• What is needed: Swap "Wildlife-survey tagging" for "Image annotation" in every line of the data below and leave everything else unchanged. Omit the pictures from your answer.

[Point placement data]
--- Start ---

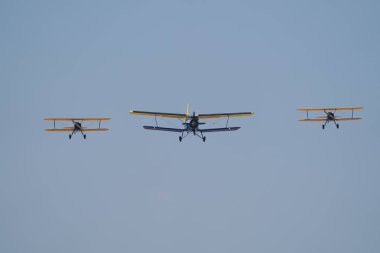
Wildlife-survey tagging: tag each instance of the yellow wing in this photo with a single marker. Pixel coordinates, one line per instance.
(159, 114)
(324, 119)
(331, 108)
(70, 129)
(313, 120)
(70, 119)
(223, 115)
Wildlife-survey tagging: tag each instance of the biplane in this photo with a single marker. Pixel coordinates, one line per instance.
(191, 122)
(330, 115)
(77, 126)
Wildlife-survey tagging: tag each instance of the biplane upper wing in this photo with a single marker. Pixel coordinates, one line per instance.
(324, 119)
(224, 129)
(178, 130)
(331, 108)
(223, 115)
(70, 129)
(160, 114)
(84, 119)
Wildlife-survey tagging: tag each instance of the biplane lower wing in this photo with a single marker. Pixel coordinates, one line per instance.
(177, 130)
(224, 129)
(224, 115)
(159, 114)
(331, 108)
(324, 119)
(70, 129)
(83, 119)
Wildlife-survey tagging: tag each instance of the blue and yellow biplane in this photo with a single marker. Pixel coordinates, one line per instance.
(330, 115)
(77, 126)
(191, 122)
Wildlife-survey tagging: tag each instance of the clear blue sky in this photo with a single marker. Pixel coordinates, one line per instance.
(276, 185)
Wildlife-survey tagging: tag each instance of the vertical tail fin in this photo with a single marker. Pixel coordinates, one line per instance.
(187, 111)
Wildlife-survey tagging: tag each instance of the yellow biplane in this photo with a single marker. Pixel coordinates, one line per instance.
(191, 122)
(330, 114)
(77, 126)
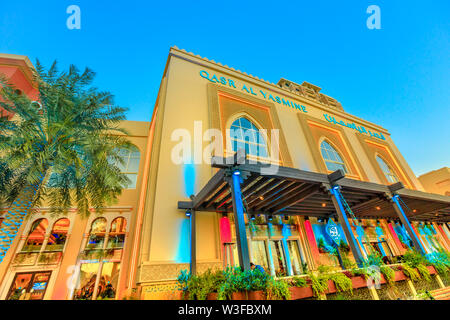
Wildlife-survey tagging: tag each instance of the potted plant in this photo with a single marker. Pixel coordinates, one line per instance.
(300, 288)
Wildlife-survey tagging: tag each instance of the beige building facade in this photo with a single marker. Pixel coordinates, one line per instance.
(198, 102)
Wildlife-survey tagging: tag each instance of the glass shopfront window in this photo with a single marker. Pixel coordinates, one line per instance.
(99, 270)
(58, 235)
(97, 234)
(294, 255)
(29, 286)
(107, 286)
(86, 285)
(117, 232)
(259, 254)
(278, 258)
(36, 236)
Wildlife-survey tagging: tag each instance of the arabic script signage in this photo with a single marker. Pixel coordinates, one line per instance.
(353, 126)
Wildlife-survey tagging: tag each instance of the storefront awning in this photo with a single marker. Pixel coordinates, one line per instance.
(297, 192)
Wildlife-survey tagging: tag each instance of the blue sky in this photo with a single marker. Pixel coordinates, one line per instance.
(397, 77)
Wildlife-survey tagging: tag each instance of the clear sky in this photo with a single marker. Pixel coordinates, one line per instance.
(397, 77)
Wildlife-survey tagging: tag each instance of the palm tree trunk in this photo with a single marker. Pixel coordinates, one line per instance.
(15, 216)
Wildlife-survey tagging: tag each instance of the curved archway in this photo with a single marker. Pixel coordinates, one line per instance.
(97, 234)
(117, 233)
(36, 235)
(244, 134)
(331, 157)
(58, 236)
(387, 170)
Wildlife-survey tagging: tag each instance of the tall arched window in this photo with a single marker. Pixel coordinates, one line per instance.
(245, 135)
(117, 233)
(130, 165)
(97, 234)
(387, 170)
(58, 236)
(332, 159)
(36, 236)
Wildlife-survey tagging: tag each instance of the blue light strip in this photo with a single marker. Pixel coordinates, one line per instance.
(335, 191)
(240, 221)
(286, 232)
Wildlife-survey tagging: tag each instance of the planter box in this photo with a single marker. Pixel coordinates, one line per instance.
(212, 296)
(431, 269)
(256, 295)
(400, 276)
(331, 287)
(301, 292)
(359, 282)
(239, 296)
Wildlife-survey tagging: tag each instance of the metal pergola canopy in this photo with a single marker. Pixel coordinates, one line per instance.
(297, 192)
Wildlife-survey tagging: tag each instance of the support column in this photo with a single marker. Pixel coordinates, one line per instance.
(343, 220)
(401, 214)
(239, 222)
(193, 264)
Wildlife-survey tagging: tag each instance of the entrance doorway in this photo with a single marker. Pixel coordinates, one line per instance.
(29, 286)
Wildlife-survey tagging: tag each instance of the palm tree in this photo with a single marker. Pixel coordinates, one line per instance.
(63, 148)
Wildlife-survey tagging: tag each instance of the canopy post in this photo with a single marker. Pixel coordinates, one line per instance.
(238, 210)
(193, 264)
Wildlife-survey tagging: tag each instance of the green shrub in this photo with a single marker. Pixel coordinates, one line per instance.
(278, 290)
(389, 274)
(342, 282)
(411, 273)
(424, 272)
(298, 282)
(413, 258)
(319, 284)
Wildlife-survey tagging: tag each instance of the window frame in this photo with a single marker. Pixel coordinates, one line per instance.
(391, 173)
(336, 150)
(230, 140)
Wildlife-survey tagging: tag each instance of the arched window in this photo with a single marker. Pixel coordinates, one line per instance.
(387, 170)
(245, 135)
(130, 166)
(58, 236)
(97, 234)
(332, 159)
(117, 233)
(36, 236)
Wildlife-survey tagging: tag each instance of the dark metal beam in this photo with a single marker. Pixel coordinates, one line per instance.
(412, 234)
(343, 220)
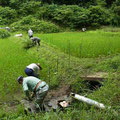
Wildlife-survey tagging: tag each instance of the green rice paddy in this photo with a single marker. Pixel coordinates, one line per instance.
(87, 44)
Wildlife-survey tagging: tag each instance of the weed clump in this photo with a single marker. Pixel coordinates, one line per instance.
(4, 34)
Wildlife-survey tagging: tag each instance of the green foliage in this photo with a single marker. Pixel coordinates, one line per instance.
(7, 15)
(111, 64)
(35, 24)
(98, 16)
(73, 16)
(29, 8)
(115, 18)
(4, 33)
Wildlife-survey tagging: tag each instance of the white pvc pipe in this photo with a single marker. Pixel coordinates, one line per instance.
(89, 101)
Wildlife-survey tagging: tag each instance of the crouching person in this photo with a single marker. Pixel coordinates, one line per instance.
(33, 69)
(35, 40)
(35, 85)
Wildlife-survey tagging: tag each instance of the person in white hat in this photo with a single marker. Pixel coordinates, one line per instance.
(35, 85)
(33, 69)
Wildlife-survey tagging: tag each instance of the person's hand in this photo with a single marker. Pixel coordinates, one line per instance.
(32, 95)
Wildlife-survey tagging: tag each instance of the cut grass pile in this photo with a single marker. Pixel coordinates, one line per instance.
(59, 68)
(86, 44)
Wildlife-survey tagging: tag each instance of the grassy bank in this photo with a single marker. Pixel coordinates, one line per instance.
(60, 68)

--- End ---

• Exercise response:
Image annotation: tag each instance of the yellow wing in this photo with a single marker. Pixel coordinates, one line per instance.
(159, 114)
(324, 119)
(331, 108)
(70, 129)
(313, 120)
(70, 119)
(223, 115)
Image annotation: tag each instance of the biplane in this photo with a single marker. Pixel coordinates, one line per instance.
(191, 122)
(330, 115)
(77, 126)
Image annotation: tag each instance of the biplane upper wing in this photo with a single marker. Pixel coordinates, one line per instance.
(324, 119)
(224, 129)
(178, 130)
(331, 108)
(223, 115)
(70, 129)
(160, 114)
(84, 119)
Image annotation: tag each instance of the biplane lower wing in this photo with a single marker. Pixel coordinates, one line per instance.
(177, 130)
(224, 129)
(224, 115)
(159, 114)
(331, 108)
(324, 119)
(70, 129)
(83, 119)
Image annotation: tag each instance of the blue and yellow biplane in this photo with a single marker. Pixel coordinates, one line per instance.
(330, 115)
(77, 126)
(191, 122)
Image annotation: tag each instance of the clear blue sky in this photo with a single marker. Pixel coordinates, one line per instance.
(276, 185)
Image annotation: tag each instance of the vertical tail fin in this photo with a single marker. Pixel coordinates, one line per instance.
(187, 111)
Image annotation: tag each instance of the yellow biplane in this photo with a single marker. Pixel coordinates, one line per instance.
(191, 122)
(330, 114)
(77, 126)
Image annotation: tag each instance of the potted plant in this photo with a single marker. Pixel coordinates, one line per instance.
(300, 288)
Image annotation: tag each instance of the beige building facade in this photo with a single marker. Pixel coordinates, one line per instance.
(198, 102)
Image annotation: tag each instance of the glass shopfront window in this photo with a single marker. Pixel coordinates, one line per instance.
(99, 270)
(58, 235)
(97, 234)
(294, 255)
(29, 286)
(107, 286)
(86, 285)
(117, 232)
(259, 254)
(278, 258)
(36, 236)
Image annotation: tag each instance of the arabic script signage in this photo with a single marker. Pixel coordinates, one line per instance.
(353, 126)
Image annotation: tag each instance of the storefront awning in this photo with a single marker. Pixel coordinates, one line per instance.
(297, 192)
Image annotation: tag each instance of the blue sky in this photo with a single marker. Pixel coordinates, one line per instance.
(397, 77)
Image annotation: tag each instance of the clear sky in this photo with a single marker. Pixel coordinates, one line per instance.
(397, 77)
Image annotation: tag each instance of the palm tree trunk in this photo with a single marker. Pixel coordinates, one line per instance.
(15, 216)
Image annotation: tag each instance of the curved archway in this photo with a single marker. Pixel coordinates, one line per instance.
(97, 234)
(117, 233)
(36, 235)
(244, 134)
(331, 157)
(58, 236)
(387, 170)
Image annotation: tag each instance of the tall arched window in this photo with a single marker. Pixel coordinates, one line per instance.
(245, 135)
(117, 233)
(130, 165)
(97, 234)
(387, 170)
(58, 236)
(332, 159)
(36, 236)
Image annotation: tag each instance of the blue light strip in this photo with a single marker. Pixel coordinates, one line per instance.
(335, 191)
(240, 221)
(286, 232)
Image annotation: tag each instance of the planter box in this photo with a single marker. Pixel coordinates, one line per instance.
(212, 296)
(431, 269)
(256, 295)
(400, 276)
(331, 287)
(301, 292)
(359, 282)
(239, 296)
Image annotation: tag each instance of the metal pergola canopy in this photo with a single marker. Pixel coordinates, one line per instance.
(297, 192)
Image annotation: tag each instance of the support column in this photo with a single marker. Pixel coordinates, one line per instance.
(343, 220)
(401, 214)
(239, 222)
(193, 264)
Image annotation: tag each instance of the entrance doorway in this photo with a single marker. Pixel coordinates, one line per instance.
(29, 286)
Image annotation: tag each instance of the palm tree in this photo with a single marker. Pixel coordinates, one line per instance.
(63, 148)
Image annotation: tag each instance of the canopy post in this photo with a single marker. Pixel coordinates, one line per instance.
(238, 210)
(193, 264)
Image annotation: tag each instance of the green shrub in this photo with a single marker. Pixel coordinates, one line per instance.
(278, 290)
(389, 274)
(342, 282)
(411, 273)
(424, 272)
(298, 282)
(413, 258)
(319, 284)
Image annotation: tag each instance of the window frame in this photo with a single marker. Pixel coordinates, one line per instance.
(391, 173)
(336, 150)
(230, 140)
Image annotation: tag each instance of the arched window in this photo with a single marker. Pixel coordinates, one line per instance.
(387, 170)
(245, 135)
(130, 166)
(58, 236)
(97, 234)
(332, 159)
(117, 233)
(36, 236)
Image annotation: tag each instance of the dark metal beam in this photo with a single marker. Pixel coordinates, one line per instance.
(412, 234)
(343, 220)
Image annotation: tag each instance of the green rice paddy in this photo with a single marker. Pixel coordinates, one line per instance.
(87, 44)
Image annotation: tag each instance of the weed clump in this photo with a single marker. Pixel coordinates, one line per instance.
(4, 34)
Image annotation: tag each instance of the green foliage in this photo with a single marker. Pixel coordinates, one line per instance.
(7, 15)
(111, 64)
(35, 24)
(98, 16)
(73, 16)
(29, 8)
(115, 18)
(4, 33)
Image annotation: tag each instance of the white pvc pipe in this photo with a single marker. Pixel coordinates, one line per instance.
(89, 101)
Image annotation: tag each instance of the crouching person in this photo with a single marker. Pixel coordinates, one line per instance.
(33, 69)
(35, 40)
(35, 85)
Image annotation: tag each instance of the person in white hat in this photo with a single marker. Pixel coordinates, one line per instance.
(35, 85)
(33, 69)
Image annotation: tag each instance of the person's hand in this photo with a single marker. Pixel coordinates, one line per instance.
(32, 95)
Image annotation: tag each instance of the cut grass pile in this photo with a single marker. Pixel coordinates, one line per instance.
(59, 68)
(86, 44)
Image annotation: tag each instance of the grassy bank in this photo with a single marker. Pixel coordinates, one line per instance.
(60, 68)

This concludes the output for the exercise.